» Directions for this task
Only the text of the entries below should be returned, exactly as given, without pictures.

(Stored records)
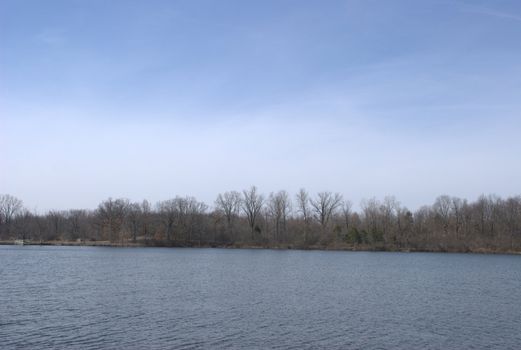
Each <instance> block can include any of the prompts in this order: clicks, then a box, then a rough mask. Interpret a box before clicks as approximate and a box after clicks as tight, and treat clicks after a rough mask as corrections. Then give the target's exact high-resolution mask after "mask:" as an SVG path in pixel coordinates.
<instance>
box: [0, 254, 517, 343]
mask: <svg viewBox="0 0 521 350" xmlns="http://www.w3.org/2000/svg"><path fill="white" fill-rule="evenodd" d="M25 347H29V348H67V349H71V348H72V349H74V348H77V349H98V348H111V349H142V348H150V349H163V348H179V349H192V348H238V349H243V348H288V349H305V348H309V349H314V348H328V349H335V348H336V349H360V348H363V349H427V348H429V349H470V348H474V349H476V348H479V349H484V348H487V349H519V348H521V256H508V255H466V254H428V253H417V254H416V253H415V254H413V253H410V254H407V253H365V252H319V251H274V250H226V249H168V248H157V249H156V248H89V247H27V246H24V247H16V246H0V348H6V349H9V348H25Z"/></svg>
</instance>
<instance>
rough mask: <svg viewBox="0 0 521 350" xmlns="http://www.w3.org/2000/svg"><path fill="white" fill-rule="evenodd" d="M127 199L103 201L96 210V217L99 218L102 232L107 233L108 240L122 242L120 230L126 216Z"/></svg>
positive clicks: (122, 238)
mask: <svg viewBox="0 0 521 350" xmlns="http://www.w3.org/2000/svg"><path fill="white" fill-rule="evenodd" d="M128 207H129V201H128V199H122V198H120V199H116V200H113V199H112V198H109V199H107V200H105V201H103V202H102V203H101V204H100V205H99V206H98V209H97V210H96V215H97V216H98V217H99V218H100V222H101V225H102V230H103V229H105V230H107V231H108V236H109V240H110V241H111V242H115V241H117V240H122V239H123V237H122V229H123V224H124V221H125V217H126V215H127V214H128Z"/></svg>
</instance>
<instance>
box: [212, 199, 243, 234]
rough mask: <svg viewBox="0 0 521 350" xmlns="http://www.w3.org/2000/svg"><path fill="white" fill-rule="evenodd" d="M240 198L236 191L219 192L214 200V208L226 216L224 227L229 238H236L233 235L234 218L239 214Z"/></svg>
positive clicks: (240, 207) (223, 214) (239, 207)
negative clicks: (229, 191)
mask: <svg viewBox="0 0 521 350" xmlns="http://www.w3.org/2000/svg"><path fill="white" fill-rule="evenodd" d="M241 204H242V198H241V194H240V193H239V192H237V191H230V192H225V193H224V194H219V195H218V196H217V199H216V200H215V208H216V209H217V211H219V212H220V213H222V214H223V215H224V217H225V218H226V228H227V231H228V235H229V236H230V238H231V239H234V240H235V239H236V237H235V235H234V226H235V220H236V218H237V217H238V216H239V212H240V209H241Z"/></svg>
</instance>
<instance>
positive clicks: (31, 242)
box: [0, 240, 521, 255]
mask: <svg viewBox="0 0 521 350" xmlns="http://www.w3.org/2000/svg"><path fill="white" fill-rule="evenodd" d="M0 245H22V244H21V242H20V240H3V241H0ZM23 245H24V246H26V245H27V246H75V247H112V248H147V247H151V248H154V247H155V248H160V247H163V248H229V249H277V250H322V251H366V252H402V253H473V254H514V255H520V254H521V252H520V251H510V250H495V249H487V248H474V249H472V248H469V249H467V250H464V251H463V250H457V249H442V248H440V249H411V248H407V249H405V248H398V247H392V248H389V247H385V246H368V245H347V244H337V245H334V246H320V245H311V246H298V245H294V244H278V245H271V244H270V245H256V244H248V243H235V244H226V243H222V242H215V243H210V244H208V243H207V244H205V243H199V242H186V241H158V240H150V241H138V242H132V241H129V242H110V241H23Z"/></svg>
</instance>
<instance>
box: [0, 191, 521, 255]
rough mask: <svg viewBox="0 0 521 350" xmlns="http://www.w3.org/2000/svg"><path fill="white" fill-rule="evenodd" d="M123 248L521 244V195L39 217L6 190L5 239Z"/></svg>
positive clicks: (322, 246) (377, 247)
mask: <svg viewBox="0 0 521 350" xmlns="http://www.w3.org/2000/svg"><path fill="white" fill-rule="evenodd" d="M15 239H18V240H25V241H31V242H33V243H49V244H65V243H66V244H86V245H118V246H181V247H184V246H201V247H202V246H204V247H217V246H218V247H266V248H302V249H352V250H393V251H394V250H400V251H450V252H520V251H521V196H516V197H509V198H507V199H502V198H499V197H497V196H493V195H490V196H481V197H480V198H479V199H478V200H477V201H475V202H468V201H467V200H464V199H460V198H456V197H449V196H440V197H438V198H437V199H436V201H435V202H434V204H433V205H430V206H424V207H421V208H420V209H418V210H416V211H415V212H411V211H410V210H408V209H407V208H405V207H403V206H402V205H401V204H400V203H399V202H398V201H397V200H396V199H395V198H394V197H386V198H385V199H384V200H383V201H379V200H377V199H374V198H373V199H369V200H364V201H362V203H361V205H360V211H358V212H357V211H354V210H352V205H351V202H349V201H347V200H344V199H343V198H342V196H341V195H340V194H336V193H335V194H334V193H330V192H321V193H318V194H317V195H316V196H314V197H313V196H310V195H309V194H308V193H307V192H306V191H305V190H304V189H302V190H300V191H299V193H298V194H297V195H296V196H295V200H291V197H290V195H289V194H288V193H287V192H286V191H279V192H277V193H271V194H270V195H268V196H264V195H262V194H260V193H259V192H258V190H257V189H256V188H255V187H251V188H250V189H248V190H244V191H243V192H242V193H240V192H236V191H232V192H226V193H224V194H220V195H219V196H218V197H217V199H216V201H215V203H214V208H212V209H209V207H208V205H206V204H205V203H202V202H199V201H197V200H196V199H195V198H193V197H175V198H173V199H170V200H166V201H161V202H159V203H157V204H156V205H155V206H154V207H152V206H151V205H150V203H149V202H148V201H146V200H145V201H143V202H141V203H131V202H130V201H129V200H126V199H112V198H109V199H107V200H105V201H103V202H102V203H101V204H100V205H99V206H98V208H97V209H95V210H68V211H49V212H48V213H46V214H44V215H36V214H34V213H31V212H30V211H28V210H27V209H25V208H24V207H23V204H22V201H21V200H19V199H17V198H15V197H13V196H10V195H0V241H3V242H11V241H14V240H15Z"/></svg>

» Task response
Each <instance> block can include any of the prompts in this order: clicks, then a box, then a rough mask. Interpret a box before clicks as approximate and a box after clicks as tight, and treat clicks after a rough mask as corrections. Then give the target's exact high-resolution mask after "mask:" as an SVG path in pixel coordinates.
<instance>
box: [0, 254, 517, 343]
mask: <svg viewBox="0 0 521 350" xmlns="http://www.w3.org/2000/svg"><path fill="white" fill-rule="evenodd" d="M25 347H29V348H67V349H71V348H72V349H74V348H77V349H98V348H111V349H142V348H150V349H163V348H179V349H192V348H238V349H243V348H288V349H305V348H309V349H314V348H328V349H335V348H336V349H360V348H363V349H427V348H429V349H470V348H474V349H476V348H479V349H484V348H487V349H519V348H521V256H508V255H466V254H428V253H417V254H416V253H415V254H413V253H410V254H407V253H365V252H319V251H274V250H226V249H168V248H157V249H156V248H89V247H27V246H24V247H16V246H0V348H6V349H9V348H25Z"/></svg>
</instance>
<instance>
rough mask: <svg viewBox="0 0 521 350" xmlns="http://www.w3.org/2000/svg"><path fill="white" fill-rule="evenodd" d="M127 199L103 201L96 210V217L99 218L102 232L107 233L108 240L122 242L120 230L126 216Z"/></svg>
positive clicks: (122, 238)
mask: <svg viewBox="0 0 521 350" xmlns="http://www.w3.org/2000/svg"><path fill="white" fill-rule="evenodd" d="M128 207H129V201H128V199H122V198H120V199H116V200H113V199H112V198H109V199H107V200H105V201H103V202H102V203H101V204H100V205H99V206H98V209H97V210H96V215H97V216H98V217H99V218H100V222H101V225H102V230H103V229H105V230H107V231H108V236H109V240H110V241H111V242H115V241H117V240H122V239H123V237H122V229H123V224H124V221H125V217H126V215H127V214H128Z"/></svg>
</instance>
<instance>
box: [212, 199, 243, 234]
rough mask: <svg viewBox="0 0 521 350" xmlns="http://www.w3.org/2000/svg"><path fill="white" fill-rule="evenodd" d="M240 198L236 191L219 192L214 200V208L226 216L224 227L229 238H236L233 235L234 218L239 214Z"/></svg>
positive clicks: (240, 207) (223, 214) (239, 207)
negative clicks: (229, 191)
mask: <svg viewBox="0 0 521 350" xmlns="http://www.w3.org/2000/svg"><path fill="white" fill-rule="evenodd" d="M241 204H242V198H241V194H240V193H239V192H237V191H230V192H225V193H224V194H219V195H218V196H217V199H216V200H215V208H216V209H217V211H219V212H220V213H222V214H223V215H224V217H225V218H226V228H227V231H228V235H229V236H230V238H231V239H234V240H235V239H236V237H235V235H234V226H235V220H236V218H237V217H238V216H239V212H240V209H241Z"/></svg>
</instance>
<instance>
positive clicks: (31, 242)
box: [0, 240, 521, 255]
mask: <svg viewBox="0 0 521 350" xmlns="http://www.w3.org/2000/svg"><path fill="white" fill-rule="evenodd" d="M0 245H22V244H21V242H20V240H3V241H0ZM23 245H24V246H26V245H27V246H75V247H112V248H147V247H151V248H154V247H155V248H160V247H163V248H229V249H277V250H322V251H366V252H402V253H473V254H514V255H520V254H521V252H520V251H510V250H495V249H487V248H474V249H472V248H469V249H467V250H464V251H463V250H457V249H442V248H440V249H411V248H407V249H405V248H398V247H392V248H389V247H385V246H368V245H347V244H337V245H334V246H320V245H311V246H298V245H294V244H278V245H271V244H270V245H256V244H248V243H235V244H226V243H222V242H215V243H210V244H208V243H207V244H205V243H199V242H186V241H158V240H150V241H138V242H132V241H129V242H110V241H23Z"/></svg>
</instance>
<instance>
box: [0, 191, 521, 255]
rough mask: <svg viewBox="0 0 521 350" xmlns="http://www.w3.org/2000/svg"><path fill="white" fill-rule="evenodd" d="M123 248L521 244V195L39 217L6 190L5 239Z"/></svg>
positive clicks: (322, 246) (377, 247)
mask: <svg viewBox="0 0 521 350" xmlns="http://www.w3.org/2000/svg"><path fill="white" fill-rule="evenodd" d="M15 239H18V240H25V241H31V242H33V243H49V244H65V243H66V244H86V245H118V246H181V247H184V246H201V247H202V246H204V247H217V246H218V247H266V248H302V249H352V250H393V251H394V250H400V251H450V252H520V251H521V196H516V197H509V198H507V199H502V198H499V197H497V196H493V195H490V196H481V197H480V198H479V199H478V200H477V201H475V202H468V201H467V200H464V199H460V198H456V197H449V196H440V197H438V198H437V199H436V201H435V202H434V204H433V205H430V206H424V207H421V208H420V209H418V210H416V211H415V212H411V211H410V210H408V209H407V208H405V207H403V206H402V205H401V204H400V203H399V202H398V201H397V200H396V199H395V198H394V197H386V198H385V199H384V200H383V201H379V200H377V199H374V198H373V199H369V200H364V201H362V203H361V205H360V211H358V212H357V211H354V210H352V205H351V202H349V201H347V200H344V199H343V198H342V196H341V195H340V194H336V193H335V194H334V193H330V192H321V193H318V194H317V195H316V196H314V197H313V196H310V195H309V194H308V193H307V192H306V191H305V190H304V189H302V190H300V191H299V193H298V194H297V195H296V196H295V200H291V197H290V195H289V194H288V193H287V192H286V191H279V192H277V193H271V194H270V195H268V196H264V195H262V194H260V193H259V192H258V190H257V189H256V188H255V187H251V188H250V189H248V190H244V191H243V192H242V193H240V192H236V191H232V192H226V193H224V194H220V195H219V196H218V197H217V199H216V201H215V203H214V208H212V209H209V207H208V205H206V204H205V203H202V202H199V201H197V200H196V199H195V198H193V197H175V198H173V199H170V200H166V201H161V202H159V203H157V204H156V205H155V206H154V207H152V206H151V205H150V203H149V202H148V201H146V200H145V201H143V202H141V203H131V202H130V201H129V200H126V199H112V198H109V199H107V200H105V201H103V202H102V203H101V204H100V205H99V206H98V208H97V209H95V210H68V211H49V212H48V213H46V214H44V215H36V214H34V213H31V212H30V211H28V210H27V209H25V208H24V207H23V204H22V201H21V200H19V199H17V198H15V197H13V196H10V195H0V241H3V242H11V241H14V240H15Z"/></svg>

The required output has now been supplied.